## TASK REQUIREMENTS
Copy out every line of the records where the string "rule" occurs.

[Dataset records]
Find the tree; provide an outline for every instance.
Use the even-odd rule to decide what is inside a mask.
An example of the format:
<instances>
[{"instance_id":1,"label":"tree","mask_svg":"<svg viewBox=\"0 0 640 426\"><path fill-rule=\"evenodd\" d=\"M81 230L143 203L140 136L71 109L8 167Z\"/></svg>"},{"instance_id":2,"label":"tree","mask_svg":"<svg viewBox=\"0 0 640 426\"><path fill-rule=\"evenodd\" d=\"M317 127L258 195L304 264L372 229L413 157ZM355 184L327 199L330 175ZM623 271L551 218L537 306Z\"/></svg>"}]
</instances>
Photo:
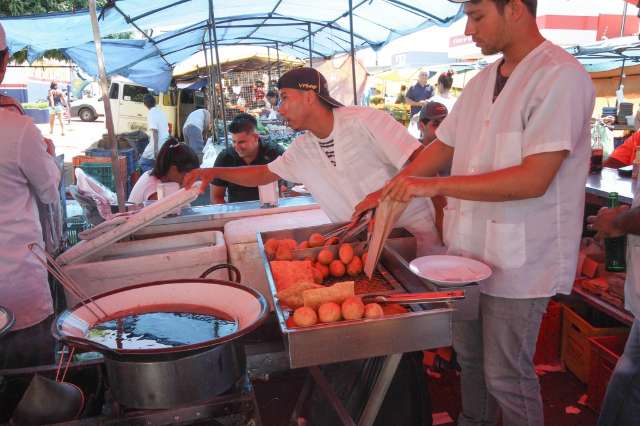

## REPLY TO THE EXERCISE
Use the even-odd rule to decide what is inside a mask.
[{"instance_id":1,"label":"tree","mask_svg":"<svg viewBox=\"0 0 640 426\"><path fill-rule=\"evenodd\" d=\"M81 230L143 203L140 136L71 109L8 167Z\"/></svg>"},{"instance_id":2,"label":"tree","mask_svg":"<svg viewBox=\"0 0 640 426\"><path fill-rule=\"evenodd\" d=\"M317 127L258 195L304 264L372 229L413 157ZM355 184L327 199L330 175ZM623 271L551 218L537 306Z\"/></svg>"}]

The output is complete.